### Extracted records ###
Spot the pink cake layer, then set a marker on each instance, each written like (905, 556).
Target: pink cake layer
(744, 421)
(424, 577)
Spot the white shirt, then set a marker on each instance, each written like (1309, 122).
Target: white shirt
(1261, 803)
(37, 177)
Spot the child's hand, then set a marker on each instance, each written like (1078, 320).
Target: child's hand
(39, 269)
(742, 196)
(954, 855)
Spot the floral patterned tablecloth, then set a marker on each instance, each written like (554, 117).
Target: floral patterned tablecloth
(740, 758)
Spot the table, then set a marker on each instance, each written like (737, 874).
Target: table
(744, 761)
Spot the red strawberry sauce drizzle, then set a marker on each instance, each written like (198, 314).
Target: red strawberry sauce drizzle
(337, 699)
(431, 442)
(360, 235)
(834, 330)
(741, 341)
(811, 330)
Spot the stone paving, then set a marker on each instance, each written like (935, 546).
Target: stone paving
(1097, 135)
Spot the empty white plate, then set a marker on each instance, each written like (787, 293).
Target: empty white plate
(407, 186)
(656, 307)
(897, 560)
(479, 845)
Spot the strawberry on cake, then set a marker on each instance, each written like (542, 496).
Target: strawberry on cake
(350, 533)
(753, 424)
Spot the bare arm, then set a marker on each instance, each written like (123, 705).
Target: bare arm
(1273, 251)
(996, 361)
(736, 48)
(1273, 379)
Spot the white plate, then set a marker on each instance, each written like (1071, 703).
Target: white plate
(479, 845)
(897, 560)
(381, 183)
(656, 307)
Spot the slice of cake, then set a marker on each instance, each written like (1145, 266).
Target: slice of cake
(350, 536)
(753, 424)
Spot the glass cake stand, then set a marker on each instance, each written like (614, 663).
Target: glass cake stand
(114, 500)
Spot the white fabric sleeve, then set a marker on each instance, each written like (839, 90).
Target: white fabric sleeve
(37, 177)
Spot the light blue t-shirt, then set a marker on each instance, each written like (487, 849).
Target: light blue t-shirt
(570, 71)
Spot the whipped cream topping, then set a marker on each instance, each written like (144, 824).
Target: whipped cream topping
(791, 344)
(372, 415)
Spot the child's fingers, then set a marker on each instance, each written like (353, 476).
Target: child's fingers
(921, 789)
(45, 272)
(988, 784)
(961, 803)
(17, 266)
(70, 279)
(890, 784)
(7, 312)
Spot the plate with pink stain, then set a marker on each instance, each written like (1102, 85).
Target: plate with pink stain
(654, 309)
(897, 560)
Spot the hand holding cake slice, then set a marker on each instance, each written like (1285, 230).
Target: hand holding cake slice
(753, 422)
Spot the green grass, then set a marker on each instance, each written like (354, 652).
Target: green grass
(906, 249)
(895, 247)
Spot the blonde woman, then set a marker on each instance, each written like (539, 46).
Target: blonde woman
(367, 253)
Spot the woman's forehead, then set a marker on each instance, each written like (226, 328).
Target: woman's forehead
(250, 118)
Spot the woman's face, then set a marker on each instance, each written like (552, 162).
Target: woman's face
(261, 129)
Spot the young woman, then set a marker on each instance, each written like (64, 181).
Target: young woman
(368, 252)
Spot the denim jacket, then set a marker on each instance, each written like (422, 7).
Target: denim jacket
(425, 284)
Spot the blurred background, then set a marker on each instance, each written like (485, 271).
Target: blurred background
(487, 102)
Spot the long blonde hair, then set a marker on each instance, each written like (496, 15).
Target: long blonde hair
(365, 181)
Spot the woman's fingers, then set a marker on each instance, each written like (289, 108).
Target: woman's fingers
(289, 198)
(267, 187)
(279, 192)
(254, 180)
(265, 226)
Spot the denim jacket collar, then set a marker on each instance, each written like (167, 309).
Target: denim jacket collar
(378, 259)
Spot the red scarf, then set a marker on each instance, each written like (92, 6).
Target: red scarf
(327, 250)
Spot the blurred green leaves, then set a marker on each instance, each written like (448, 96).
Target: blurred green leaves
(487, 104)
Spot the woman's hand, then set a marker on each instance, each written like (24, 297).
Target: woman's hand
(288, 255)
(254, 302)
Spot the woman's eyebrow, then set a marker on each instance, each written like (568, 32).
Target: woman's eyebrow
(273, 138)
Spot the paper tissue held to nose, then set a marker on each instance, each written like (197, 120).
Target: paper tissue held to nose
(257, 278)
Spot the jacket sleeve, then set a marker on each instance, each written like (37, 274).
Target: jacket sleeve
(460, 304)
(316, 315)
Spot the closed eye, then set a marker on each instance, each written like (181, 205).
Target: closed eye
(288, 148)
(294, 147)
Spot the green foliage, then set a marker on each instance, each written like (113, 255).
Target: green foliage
###
Stated exercise | Update the entries above so that "set a marker" becomes "place a point" wherever it occurs, and leave everything else unchanged.

Answer to this task |
Spot the pink cake layer, then place a point on each instance, each written like (905, 556).
Target: pink cake layer
(744, 421)
(424, 577)
Spot the white shirt, then place a point on each instance, each written like (1309, 122).
Target: white shirt
(1261, 803)
(37, 177)
Spot the child's hand, then place a point on each instance, each written like (1078, 320).
Target: child's hand
(39, 269)
(742, 196)
(954, 855)
Spot the floral patterned tablecloth, then place a point on each instance, each written like (554, 117).
Target: floral patterned tablecloth
(740, 758)
Spot the table, then place a point on each instance, each written like (737, 874).
Target: table
(744, 761)
Spot the red strawberry sauce drizzle, then place a point on each instance, each written like (198, 314).
Target: red strawberry sauce drizzle
(337, 699)
(431, 442)
(360, 235)
(834, 330)
(741, 341)
(811, 330)
Spot the stone paving, then place a point on each instance, each written like (935, 546).
Target: stone paving
(1097, 135)
Spot the empty white plate, then place a point on each instance, each written like (787, 293).
Target: empty white plate
(407, 186)
(656, 307)
(897, 560)
(479, 845)
Spot the strawberry on cake, then place a point on each instance, each written like (542, 496).
Target: strawberry on cake
(350, 533)
(753, 424)
Spot the bare arm, then place a point on each instance, each written like (123, 705).
Target: bare arm
(1273, 251)
(996, 361)
(736, 48)
(1273, 379)
Spot the white plate, then place a point on each instance, each written like (1071, 703).
Target: white plate
(479, 845)
(897, 560)
(381, 183)
(656, 307)
Spot the slice of cake, then place a point on each instance, each written like (1145, 266).
Target: slice of cake
(350, 536)
(753, 424)
Spot the glass cake stand, then place a point on each instance, each written like (614, 663).
Target: glass cake stand
(114, 500)
Spot the white fabric sleeve, then place a point on each instance, each written like (839, 90).
Target: white fabric sleeve
(37, 177)
Spot the light blue t-shirt, then place a point on each instance, each written like (487, 849).
Target: light blue t-shirt
(570, 71)
Spot the whipped cream topping, then place a point on each instance, each written like (144, 824).
Target: whipped cream topping
(791, 344)
(372, 415)
Spot the child's fingers, then place a point on each instance, each written like (353, 476).
Target: child's fingers
(921, 789)
(45, 272)
(988, 784)
(961, 803)
(17, 266)
(70, 279)
(890, 784)
(7, 312)
Spot the plate with pink stain, then place a point on each instance, each written like (1102, 85).
Target: plate with pink stain
(654, 309)
(897, 560)
Spot the hand holding cake slice, then place a point on each instance, each written like (1285, 230).
Target: hand holding cake slice
(753, 422)
Spot the green grass, then place a point on each instance, each written like (354, 652).
Target: green grass
(906, 249)
(895, 247)
Spot the blonde woman, then place a point on each instance, each written like (539, 46).
Target: blonde woman
(367, 253)
Spot the woman's forehead, then place a point on each instance, each written like (226, 328).
Target: woman's forehead
(250, 118)
Spot the woman's face, then place a point on each instance, each written like (552, 162).
Target: woman's face
(261, 129)
Spot the young woman, then place a point on each instance, each written like (64, 181).
Target: young woman
(368, 252)
Spot the denim jacket, then place a point on each instance, each written like (422, 7).
Target: denim jacket
(425, 284)
Spot the blurred background, then place a point on each instance, each written like (485, 271).
Target: blurred background
(487, 102)
Spot the long blonde hair, then place a point on each instance, each written like (496, 15).
Target: long blonde hair
(365, 181)
Spot the woman's fingers, then place a point on each instance, each written like (289, 108).
Target: woman's fingers
(289, 198)
(267, 187)
(279, 192)
(254, 180)
(265, 226)
Spot the denim jacket collar, then place a point on each instance, each written like (167, 309).
Target: denim jacket collar
(378, 259)
Spot the red scarf, then place a point on each instance, each written like (92, 6).
Target: red scarf
(327, 250)
Spot the blurred green leaves, then place a point on each instance, each written like (448, 96).
Target: blurred green leaves
(487, 104)
Spot the woman's hand, then place a point on each instance, each written like (24, 297).
Target: woman's hand
(288, 255)
(254, 302)
Spot the woman's eyebrow, then place a point on each instance, each written like (568, 32).
Target: woman's eyebrow
(273, 138)
Spot the paper tissue held to nose, then place a point on each instance, each written like (197, 120).
Target: paper tissue held to nose
(257, 278)
Spot the jacket sleeve, then place a point on each instance, each written like (37, 274).
Target: jacket sleeve
(460, 304)
(316, 315)
Spot the closed eye, then place a point on each instance, each written like (181, 205).
Target: closed eye
(288, 148)
(294, 147)
Spot the green foliage, then place a point on each instance, each written like (113, 255).
Target: green foliage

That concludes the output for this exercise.